Antoine Girard est un amoureux du Pakistan qu’il parcourt en parapente lors de vols incroyables. En 2016, il survolait le Broad Peak, à 8 156m. Cette fois, il y est retourné accompagné de Damien Lacaze pour une expérience de vol mais aussi d’alpinisme. Approche raccourcie grâce au parapente puis grimpe vers le sommet, tel est le concept alléchant d’Antoine, mais toujours soumis aux aléas météo. Décollage imminent pour le Nanga Parbat et le Spantik.

12 Octobre 2018

Alpinisme

© Antoine Girard & Damien Lacaze

Un premier périple de 1000 kilomètres en vol bivouac

La première partie de l’expédition a commencé à Skardu pour un périple de 1 000 kilomètres en vol bivouac. Objectif de passage, le Nanga Parbat (8127m), la frontière Afghane par le sud (Chitral), une remontée vers la frontière Chinoise pour la longer jusqu’à Shimshal et finir à Karimabad, pour quelques jours de repos. Nous avons prévu 16 jours d’autonomie complète pour cette section avec des sacs de plus de 35kg au départ.

──────

§ **COURT EXERCICE A**
Dans le texte sur l'expédition au Pakistan, qu'est-ce qui permet de raccourcir l'approche dans le concept d'Antoine ? Répondez en une à trois phrases.
§ **COURT EXERCICE B**
Poursuivez le texte sur l'expédition au Pakistan à partir de sa dernière phrase.
Les entrées qui suivent n'ont aucun lien avec le texte sur l'expédition au Pakistan.

(Entrées issues d'une source de données)

──────

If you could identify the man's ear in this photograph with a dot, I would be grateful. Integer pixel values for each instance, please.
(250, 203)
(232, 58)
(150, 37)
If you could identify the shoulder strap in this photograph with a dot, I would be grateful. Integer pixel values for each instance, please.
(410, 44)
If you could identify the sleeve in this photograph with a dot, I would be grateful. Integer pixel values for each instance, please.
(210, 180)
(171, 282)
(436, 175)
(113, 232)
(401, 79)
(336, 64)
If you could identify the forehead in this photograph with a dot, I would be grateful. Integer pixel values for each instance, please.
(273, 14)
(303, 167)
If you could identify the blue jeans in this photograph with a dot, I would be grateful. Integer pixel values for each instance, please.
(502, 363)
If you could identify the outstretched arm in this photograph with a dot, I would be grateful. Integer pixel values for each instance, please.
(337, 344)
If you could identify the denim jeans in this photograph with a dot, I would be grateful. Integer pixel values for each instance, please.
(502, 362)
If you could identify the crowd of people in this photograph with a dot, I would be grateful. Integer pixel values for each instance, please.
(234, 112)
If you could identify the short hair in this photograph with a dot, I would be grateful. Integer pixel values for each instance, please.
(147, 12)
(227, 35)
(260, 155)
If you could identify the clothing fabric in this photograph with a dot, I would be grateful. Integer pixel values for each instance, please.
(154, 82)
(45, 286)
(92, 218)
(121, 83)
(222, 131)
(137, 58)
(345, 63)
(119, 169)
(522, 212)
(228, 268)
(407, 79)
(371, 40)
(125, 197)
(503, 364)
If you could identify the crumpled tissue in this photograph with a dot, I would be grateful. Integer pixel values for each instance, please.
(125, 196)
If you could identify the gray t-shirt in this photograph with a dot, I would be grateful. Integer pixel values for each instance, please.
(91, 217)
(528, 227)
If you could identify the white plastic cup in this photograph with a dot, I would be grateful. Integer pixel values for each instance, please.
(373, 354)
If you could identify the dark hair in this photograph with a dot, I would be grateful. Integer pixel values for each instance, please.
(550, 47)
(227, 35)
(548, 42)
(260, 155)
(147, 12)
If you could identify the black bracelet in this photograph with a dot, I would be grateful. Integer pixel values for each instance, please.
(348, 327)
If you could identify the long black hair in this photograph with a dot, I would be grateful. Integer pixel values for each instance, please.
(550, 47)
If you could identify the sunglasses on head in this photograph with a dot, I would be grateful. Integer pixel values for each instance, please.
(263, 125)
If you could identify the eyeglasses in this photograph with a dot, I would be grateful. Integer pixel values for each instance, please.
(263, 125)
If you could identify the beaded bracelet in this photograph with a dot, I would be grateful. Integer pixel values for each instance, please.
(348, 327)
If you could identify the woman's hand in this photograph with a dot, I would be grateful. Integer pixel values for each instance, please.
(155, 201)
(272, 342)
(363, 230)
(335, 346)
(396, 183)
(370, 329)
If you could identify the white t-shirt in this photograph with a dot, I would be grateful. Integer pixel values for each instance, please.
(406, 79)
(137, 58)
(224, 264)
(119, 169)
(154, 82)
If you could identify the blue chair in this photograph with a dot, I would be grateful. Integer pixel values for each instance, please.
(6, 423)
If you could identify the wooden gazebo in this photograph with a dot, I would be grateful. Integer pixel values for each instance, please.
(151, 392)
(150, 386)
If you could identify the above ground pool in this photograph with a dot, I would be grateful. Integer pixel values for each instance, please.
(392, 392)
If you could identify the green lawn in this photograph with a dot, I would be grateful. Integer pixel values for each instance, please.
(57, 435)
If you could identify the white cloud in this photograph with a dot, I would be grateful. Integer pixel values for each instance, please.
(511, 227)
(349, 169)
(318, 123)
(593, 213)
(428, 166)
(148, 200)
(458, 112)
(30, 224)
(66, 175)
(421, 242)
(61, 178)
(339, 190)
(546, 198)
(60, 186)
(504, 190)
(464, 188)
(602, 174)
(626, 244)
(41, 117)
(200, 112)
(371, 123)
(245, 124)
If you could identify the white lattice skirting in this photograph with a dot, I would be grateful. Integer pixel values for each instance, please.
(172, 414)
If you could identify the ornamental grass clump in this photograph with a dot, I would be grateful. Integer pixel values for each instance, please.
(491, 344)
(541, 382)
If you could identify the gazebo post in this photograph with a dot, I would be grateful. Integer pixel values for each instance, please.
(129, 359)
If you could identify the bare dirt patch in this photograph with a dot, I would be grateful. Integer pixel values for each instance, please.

──────

§ **RÉPONSE RÉDIGÉE A**
Dans le concept d'Antoine, l'approche est raccourcie grâce au parapente. Vient ensuite la grimpe vers le sommet.

§ **RÉPONSE RÉDIGÉE B**
Les conditions météorologiques sont très bonnes dès les premiers vols, nous essayons de ne pas dépasser 6800m en vol pour respecter la période d’acclimatation. Nous pouvons faire le tour du Nanga Parbat dés le premier jour. Au premier atterrissage Antoine se blesse à la cheville, ce qui conditionne la suite du projet à ne plus avoir à marcher. Il faut maintenant assurer chaque vol et se poser en altitude. Les conditions météorologiques nous obligent à voler légèrement plus au nord que prévu pour rejoindre la frontière Afghane, les plafonds sont plus haut et les orages moins fréquents. La première vraie difficulté, est le passage d'un col à 5600m pour s'approcher de la frontière chinoise. De l'autre côté du col, un fort vent catabatique nous attend pendant 30km et nous oblige à poser, heureusement nous parvenons presque au premier village. Toute cette première section se passe bien et nous montons progressivement de plus en plus haut en vol jusqu’à 7200m et dormons un peu en dessous des 5000m. Le dernier jour nous décidons d’essayer de monter haut en vol et dormir vers 6000m pour parfaire notre acclimatation pour la suite.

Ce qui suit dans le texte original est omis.